━━ Data shown ━━

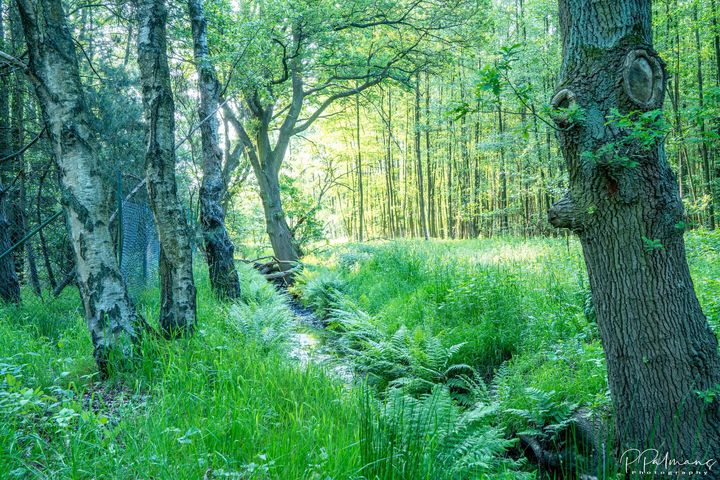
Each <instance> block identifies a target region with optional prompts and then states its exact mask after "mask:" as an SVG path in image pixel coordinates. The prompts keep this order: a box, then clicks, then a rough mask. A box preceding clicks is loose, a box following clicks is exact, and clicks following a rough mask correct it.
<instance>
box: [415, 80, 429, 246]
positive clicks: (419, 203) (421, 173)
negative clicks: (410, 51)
mask: <svg viewBox="0 0 720 480" xmlns="http://www.w3.org/2000/svg"><path fill="white" fill-rule="evenodd" d="M426 120H427V119H426ZM420 135H421V133H420V74H419V73H418V74H417V76H416V78H415V158H416V159H417V175H418V204H419V207H420V228H421V229H422V234H423V237H425V240H428V239H429V238H430V234H429V232H428V226H427V217H426V216H425V194H424V193H423V178H422V177H423V175H422V152H421V151H420Z"/></svg>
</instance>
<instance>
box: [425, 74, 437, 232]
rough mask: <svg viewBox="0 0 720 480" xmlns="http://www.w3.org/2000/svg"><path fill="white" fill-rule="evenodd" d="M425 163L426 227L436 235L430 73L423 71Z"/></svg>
mask: <svg viewBox="0 0 720 480" xmlns="http://www.w3.org/2000/svg"><path fill="white" fill-rule="evenodd" d="M425 124H426V128H425V165H427V184H428V202H427V203H428V229H429V230H430V236H431V237H436V236H437V224H436V222H435V173H434V172H433V166H432V161H431V158H432V153H431V147H430V73H428V72H425Z"/></svg>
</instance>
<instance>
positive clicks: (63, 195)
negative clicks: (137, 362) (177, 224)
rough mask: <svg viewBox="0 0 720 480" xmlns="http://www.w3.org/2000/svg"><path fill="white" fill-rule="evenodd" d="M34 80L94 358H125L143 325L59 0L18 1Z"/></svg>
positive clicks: (139, 332) (77, 69)
mask: <svg viewBox="0 0 720 480" xmlns="http://www.w3.org/2000/svg"><path fill="white" fill-rule="evenodd" d="M17 5H18V9H19V12H20V17H21V20H22V24H23V28H24V32H25V41H26V43H27V47H28V53H29V58H30V62H29V69H28V73H29V76H30V79H31V81H32V83H33V85H34V87H35V92H36V94H37V97H38V100H39V102H40V105H41V107H42V113H43V117H44V121H45V124H46V127H47V132H48V135H49V137H50V141H51V144H52V146H53V153H54V157H55V161H56V162H57V164H58V167H59V170H60V180H61V191H62V202H63V206H64V208H65V210H66V213H67V222H68V226H69V231H70V235H71V240H72V246H73V251H74V253H75V263H76V266H77V282H78V286H79V287H80V294H81V297H82V300H83V305H84V307H85V319H86V321H87V324H88V328H89V329H90V334H91V338H92V342H93V346H94V355H95V359H96V361H97V363H98V366H99V367H100V370H101V371H102V372H106V371H107V367H108V361H109V357H110V356H111V355H112V356H113V359H127V358H128V357H130V356H131V355H132V354H133V344H134V343H136V342H137V340H138V339H139V337H140V335H141V333H142V330H143V328H144V326H145V323H144V321H143V319H142V317H140V316H139V315H137V314H136V312H135V310H134V308H133V306H132V304H131V303H130V300H129V299H128V296H127V293H126V290H125V284H124V283H123V280H122V277H121V275H120V271H119V270H118V266H117V263H116V261H115V256H114V255H113V243H112V240H111V238H110V231H109V229H108V223H107V219H108V216H109V215H108V212H107V209H106V208H105V205H104V204H103V203H102V199H104V198H105V197H106V195H105V189H106V186H105V185H104V183H103V181H102V177H101V170H100V165H99V158H98V155H97V153H96V145H97V143H96V139H95V137H94V132H93V130H92V128H91V123H90V113H89V111H88V107H87V105H86V103H85V98H84V93H83V90H82V85H81V83H80V75H79V71H78V63H77V57H76V55H75V47H74V45H73V41H72V38H71V37H70V31H69V29H68V27H67V25H66V23H65V18H66V17H65V13H64V12H63V9H62V3H61V1H60V0H17Z"/></svg>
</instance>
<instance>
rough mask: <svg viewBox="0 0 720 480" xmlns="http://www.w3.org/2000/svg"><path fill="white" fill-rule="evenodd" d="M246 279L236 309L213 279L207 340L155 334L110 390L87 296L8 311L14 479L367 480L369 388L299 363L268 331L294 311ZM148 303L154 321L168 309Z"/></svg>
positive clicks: (198, 335) (276, 297)
mask: <svg viewBox="0 0 720 480" xmlns="http://www.w3.org/2000/svg"><path fill="white" fill-rule="evenodd" d="M241 277H242V279H243V287H244V300H245V301H244V302H241V303H239V304H238V305H236V306H234V307H230V306H227V305H221V304H219V303H218V302H216V301H215V300H214V299H213V297H212V295H211V294H210V292H209V289H208V285H207V281H206V279H205V278H202V277H201V280H200V281H199V282H198V292H199V299H198V305H200V309H199V328H198V331H197V334H196V335H195V337H193V338H191V339H186V340H179V341H174V342H166V341H163V340H157V339H153V338H147V339H146V340H145V341H144V342H143V344H142V346H141V350H142V352H141V353H142V355H141V360H140V361H139V362H138V364H137V365H135V366H134V368H133V369H132V370H131V371H127V372H123V373H122V374H117V375H116V376H115V377H113V378H111V379H110V380H109V381H107V382H102V383H100V382H99V381H98V379H97V376H96V375H95V371H96V370H95V366H94V364H93V361H92V355H91V346H90V341H89V338H88V335H87V333H86V328H85V326H84V325H83V321H82V318H81V316H80V313H79V311H78V308H77V307H78V299H77V297H76V296H75V298H71V296H70V294H68V298H63V299H61V300H60V301H57V303H54V302H49V303H41V302H35V301H32V300H30V301H28V302H26V303H25V304H24V305H23V306H22V307H2V308H0V371H1V372H2V374H3V375H2V379H1V380H0V423H2V425H3V428H2V429H0V478H63V479H64V478H117V479H128V478H167V479H178V478H183V479H184V478H187V479H194V478H247V479H265V478H287V479H294V478H298V479H299V478H328V477H330V478H350V477H352V476H353V475H355V472H356V471H357V470H358V469H359V468H360V465H359V462H360V449H359V446H358V432H359V430H358V428H357V426H358V425H359V424H360V421H359V415H360V412H359V411H358V410H357V408H356V405H357V404H358V400H356V399H355V397H354V395H355V393H354V392H349V391H348V390H347V389H345V388H344V387H343V386H342V385H341V384H339V383H338V382H337V381H335V380H331V379H329V378H328V377H327V376H326V375H325V373H324V372H323V371H322V370H321V369H320V368H317V367H315V366H313V365H309V366H307V367H305V368H302V369H301V368H299V367H298V366H296V365H294V364H293V363H291V362H289V361H288V359H287V357H286V356H285V355H284V354H283V352H282V349H280V348H275V345H274V343H273V342H274V341H275V339H274V338H272V337H273V335H270V336H267V335H263V334H262V332H261V331H258V329H257V328H255V327H256V326H257V324H258V323H259V322H260V321H261V320H262V318H263V317H264V316H265V315H267V316H268V317H269V316H272V317H273V318H272V320H273V321H274V322H275V325H276V326H277V325H281V324H282V325H284V324H287V322H289V321H290V318H289V312H288V310H287V308H285V307H284V304H283V303H282V299H281V298H280V297H279V295H278V294H277V293H276V292H275V291H274V289H273V288H272V287H270V286H268V285H267V284H266V283H265V282H264V280H262V278H261V277H259V276H258V275H256V274H255V273H254V272H252V271H250V269H245V268H243V269H242V275H241ZM156 295H157V292H149V293H148V295H147V297H148V298H151V299H152V298H153V297H155V296H156ZM140 308H141V310H142V311H143V312H144V313H145V314H146V315H147V316H148V317H149V318H152V317H151V315H152V314H153V313H154V312H155V311H156V310H155V309H156V303H154V300H151V301H150V302H145V303H143V304H141V305H140ZM48 311H50V312H54V316H53V317H51V316H50V315H48V313H47V312H48ZM262 312H264V313H262ZM280 317H284V318H280ZM33 318H40V319H42V320H41V323H38V324H37V325H34V324H33V322H32V319H33ZM18 319H20V320H18ZM239 323H240V325H239ZM260 330H261V329H260ZM280 330H281V328H280V327H279V326H278V327H277V328H276V331H280ZM268 341H269V342H270V343H268Z"/></svg>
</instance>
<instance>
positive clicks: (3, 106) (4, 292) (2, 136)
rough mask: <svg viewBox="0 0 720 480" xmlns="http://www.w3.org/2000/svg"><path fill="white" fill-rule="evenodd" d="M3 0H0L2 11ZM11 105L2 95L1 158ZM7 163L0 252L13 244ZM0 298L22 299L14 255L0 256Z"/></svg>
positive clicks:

━━━

Beginning with the first line of the records above, extract each line exactly through the line that holds "80L94 358H125L143 325L59", both ends included. Omit pictures.

Each <instance> block identifies a target region with optional prompts and then states its exact mask after "mask:" as an SVG path in image pixel coordinates. The prompts keep this order: a box, then clicks, then a rough mask. A box preceding clicks is loose, a box following clicks is exact, and clicks following a rough mask correct it.
<instance>
box: [415, 80, 429, 246]
positive clicks: (419, 203) (421, 173)
negative clicks: (410, 51)
mask: <svg viewBox="0 0 720 480" xmlns="http://www.w3.org/2000/svg"><path fill="white" fill-rule="evenodd" d="M426 120H427V119H426ZM420 135H421V133H420V74H419V73H418V74H417V76H416V78H415V158H416V159H417V175H418V204H419V207H420V228H421V229H422V234H423V237H425V240H428V239H429V238H430V234H429V232H428V226H427V217H426V216H425V194H424V193H423V178H422V177H423V175H422V152H421V151H420Z"/></svg>
</instance>
<instance>
box: [425, 74, 437, 232]
rough mask: <svg viewBox="0 0 720 480" xmlns="http://www.w3.org/2000/svg"><path fill="white" fill-rule="evenodd" d="M425 163L426 227L436 235L430 73L423 71Z"/></svg>
mask: <svg viewBox="0 0 720 480" xmlns="http://www.w3.org/2000/svg"><path fill="white" fill-rule="evenodd" d="M425 124H426V128H425V165H427V184H428V202H427V203H428V229H429V230H430V236H431V237H436V236H437V224H436V222H435V173H434V172H433V166H432V161H431V158H432V153H431V147H430V73H428V72H425Z"/></svg>
</instance>
<instance>
positive clicks: (63, 195)
negative clicks: (137, 362) (177, 224)
rough mask: <svg viewBox="0 0 720 480" xmlns="http://www.w3.org/2000/svg"><path fill="white" fill-rule="evenodd" d="M34 80L94 358H125L143 325L59 0L18 1Z"/></svg>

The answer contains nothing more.